### [What you need to do]
Output everything from the start of the entries below down to the line containing "62], [478, 11]]" as a numbered list, omitting blank lines.
*** Records to process
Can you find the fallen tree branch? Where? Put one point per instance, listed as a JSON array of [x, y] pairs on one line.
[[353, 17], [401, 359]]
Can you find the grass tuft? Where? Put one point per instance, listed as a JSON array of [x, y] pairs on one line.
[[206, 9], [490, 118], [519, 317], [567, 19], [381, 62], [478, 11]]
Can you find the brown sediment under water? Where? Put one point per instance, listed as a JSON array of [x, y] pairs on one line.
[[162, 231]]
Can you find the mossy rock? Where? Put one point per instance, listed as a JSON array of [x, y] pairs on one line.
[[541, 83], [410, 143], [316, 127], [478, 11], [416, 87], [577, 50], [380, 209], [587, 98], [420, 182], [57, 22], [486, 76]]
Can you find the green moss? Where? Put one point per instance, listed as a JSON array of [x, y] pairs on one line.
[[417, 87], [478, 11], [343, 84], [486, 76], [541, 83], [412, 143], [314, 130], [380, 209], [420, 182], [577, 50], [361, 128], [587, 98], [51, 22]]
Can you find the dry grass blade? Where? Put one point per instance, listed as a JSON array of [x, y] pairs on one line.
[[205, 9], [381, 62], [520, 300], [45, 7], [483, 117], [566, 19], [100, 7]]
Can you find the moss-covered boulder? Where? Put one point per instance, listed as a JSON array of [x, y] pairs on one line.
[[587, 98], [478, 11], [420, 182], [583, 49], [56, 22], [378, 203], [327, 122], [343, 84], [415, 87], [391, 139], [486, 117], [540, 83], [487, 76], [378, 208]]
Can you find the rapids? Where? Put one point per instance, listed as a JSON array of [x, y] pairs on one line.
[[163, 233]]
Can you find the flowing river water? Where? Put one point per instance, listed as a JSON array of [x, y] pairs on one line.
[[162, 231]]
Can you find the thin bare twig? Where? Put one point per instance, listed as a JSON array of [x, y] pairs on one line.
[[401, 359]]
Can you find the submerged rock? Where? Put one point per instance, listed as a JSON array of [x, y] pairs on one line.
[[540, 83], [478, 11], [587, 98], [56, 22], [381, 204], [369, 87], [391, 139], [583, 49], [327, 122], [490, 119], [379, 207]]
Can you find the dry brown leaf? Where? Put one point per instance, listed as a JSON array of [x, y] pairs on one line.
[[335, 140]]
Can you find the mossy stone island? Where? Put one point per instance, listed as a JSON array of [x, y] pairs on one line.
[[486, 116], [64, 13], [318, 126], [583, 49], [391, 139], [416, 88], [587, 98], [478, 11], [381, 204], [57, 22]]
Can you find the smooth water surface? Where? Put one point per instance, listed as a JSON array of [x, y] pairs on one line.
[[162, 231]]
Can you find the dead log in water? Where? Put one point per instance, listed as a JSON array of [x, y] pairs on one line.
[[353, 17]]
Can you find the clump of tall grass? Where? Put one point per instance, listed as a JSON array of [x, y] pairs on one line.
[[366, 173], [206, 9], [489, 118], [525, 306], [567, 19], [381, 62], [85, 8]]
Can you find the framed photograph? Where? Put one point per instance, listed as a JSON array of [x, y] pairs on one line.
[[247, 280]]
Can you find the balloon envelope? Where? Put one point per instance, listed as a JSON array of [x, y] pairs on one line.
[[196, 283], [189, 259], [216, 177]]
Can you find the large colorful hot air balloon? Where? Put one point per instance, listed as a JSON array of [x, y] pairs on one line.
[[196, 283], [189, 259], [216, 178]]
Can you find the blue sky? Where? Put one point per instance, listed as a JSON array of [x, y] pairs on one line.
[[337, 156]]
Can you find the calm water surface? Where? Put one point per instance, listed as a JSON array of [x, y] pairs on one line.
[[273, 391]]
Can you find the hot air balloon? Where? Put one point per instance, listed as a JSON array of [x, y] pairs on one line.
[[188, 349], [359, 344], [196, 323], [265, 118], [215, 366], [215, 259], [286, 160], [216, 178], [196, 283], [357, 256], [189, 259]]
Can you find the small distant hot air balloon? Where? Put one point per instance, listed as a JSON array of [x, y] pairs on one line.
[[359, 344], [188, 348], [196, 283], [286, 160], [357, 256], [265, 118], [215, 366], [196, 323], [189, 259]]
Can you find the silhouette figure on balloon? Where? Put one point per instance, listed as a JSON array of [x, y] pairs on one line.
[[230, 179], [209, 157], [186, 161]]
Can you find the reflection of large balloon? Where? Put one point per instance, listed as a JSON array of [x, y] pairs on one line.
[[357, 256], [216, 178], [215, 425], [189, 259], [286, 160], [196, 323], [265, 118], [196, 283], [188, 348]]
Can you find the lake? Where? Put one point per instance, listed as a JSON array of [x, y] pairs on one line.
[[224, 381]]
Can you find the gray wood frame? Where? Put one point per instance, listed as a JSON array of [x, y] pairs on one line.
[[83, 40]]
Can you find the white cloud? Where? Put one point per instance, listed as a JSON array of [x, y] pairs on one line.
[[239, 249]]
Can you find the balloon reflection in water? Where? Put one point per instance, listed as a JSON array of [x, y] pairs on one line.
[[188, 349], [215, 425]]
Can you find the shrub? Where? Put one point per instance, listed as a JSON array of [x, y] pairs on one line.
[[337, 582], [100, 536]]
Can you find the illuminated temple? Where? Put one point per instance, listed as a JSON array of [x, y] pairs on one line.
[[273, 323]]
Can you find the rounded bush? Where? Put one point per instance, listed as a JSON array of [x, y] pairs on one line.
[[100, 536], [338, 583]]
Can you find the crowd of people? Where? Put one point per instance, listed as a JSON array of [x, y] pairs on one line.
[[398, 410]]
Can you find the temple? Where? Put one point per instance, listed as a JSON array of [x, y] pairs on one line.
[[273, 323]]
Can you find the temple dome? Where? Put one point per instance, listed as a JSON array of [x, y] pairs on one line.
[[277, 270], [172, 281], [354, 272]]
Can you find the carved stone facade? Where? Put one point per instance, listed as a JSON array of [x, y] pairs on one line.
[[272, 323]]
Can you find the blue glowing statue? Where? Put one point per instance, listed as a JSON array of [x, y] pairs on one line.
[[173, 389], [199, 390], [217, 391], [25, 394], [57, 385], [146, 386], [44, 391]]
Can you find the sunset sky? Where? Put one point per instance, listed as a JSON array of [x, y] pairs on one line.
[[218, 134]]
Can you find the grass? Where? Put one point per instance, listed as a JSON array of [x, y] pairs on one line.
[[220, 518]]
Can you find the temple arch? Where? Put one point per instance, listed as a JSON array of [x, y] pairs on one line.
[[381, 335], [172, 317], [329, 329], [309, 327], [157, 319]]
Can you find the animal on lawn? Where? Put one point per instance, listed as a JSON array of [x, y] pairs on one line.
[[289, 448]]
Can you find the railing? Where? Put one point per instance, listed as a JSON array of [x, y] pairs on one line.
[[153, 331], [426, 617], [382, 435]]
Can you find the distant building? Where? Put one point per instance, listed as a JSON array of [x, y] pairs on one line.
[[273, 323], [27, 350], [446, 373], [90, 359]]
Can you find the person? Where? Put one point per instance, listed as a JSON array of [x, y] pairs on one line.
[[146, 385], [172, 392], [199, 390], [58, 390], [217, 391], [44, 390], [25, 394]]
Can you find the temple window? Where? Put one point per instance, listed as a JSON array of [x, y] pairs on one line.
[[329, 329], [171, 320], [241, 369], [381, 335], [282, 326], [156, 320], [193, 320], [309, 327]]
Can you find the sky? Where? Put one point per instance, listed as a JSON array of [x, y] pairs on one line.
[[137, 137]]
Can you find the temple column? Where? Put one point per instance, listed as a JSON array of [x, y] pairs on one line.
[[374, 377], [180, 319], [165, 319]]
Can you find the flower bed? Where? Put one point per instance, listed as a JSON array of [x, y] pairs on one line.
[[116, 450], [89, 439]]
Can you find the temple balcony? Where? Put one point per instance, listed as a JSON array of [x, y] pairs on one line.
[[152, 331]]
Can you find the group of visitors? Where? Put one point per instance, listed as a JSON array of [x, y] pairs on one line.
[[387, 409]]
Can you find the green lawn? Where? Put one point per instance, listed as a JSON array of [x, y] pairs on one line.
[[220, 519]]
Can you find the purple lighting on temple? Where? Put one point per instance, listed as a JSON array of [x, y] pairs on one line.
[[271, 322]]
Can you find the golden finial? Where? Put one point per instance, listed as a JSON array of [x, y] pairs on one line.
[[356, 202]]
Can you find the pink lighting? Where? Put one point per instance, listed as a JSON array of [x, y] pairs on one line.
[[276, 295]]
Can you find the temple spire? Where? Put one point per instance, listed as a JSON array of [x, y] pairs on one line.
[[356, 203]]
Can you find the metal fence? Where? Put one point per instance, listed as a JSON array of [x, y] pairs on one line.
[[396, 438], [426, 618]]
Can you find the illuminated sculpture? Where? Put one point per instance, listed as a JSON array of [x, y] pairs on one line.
******
### [Written response]
1. Can you find the fallen tree branch? Where? Put one point per instance, listed as a JSON array of [x, y] pairs on one line.
2. [[353, 17], [401, 359]]
3. Can you find the grass tuft? Where? Put one point per instance, listed as a JSON array of [x, y] pairs on one line.
4. [[206, 9], [490, 118], [519, 317], [567, 19], [381, 62], [478, 11]]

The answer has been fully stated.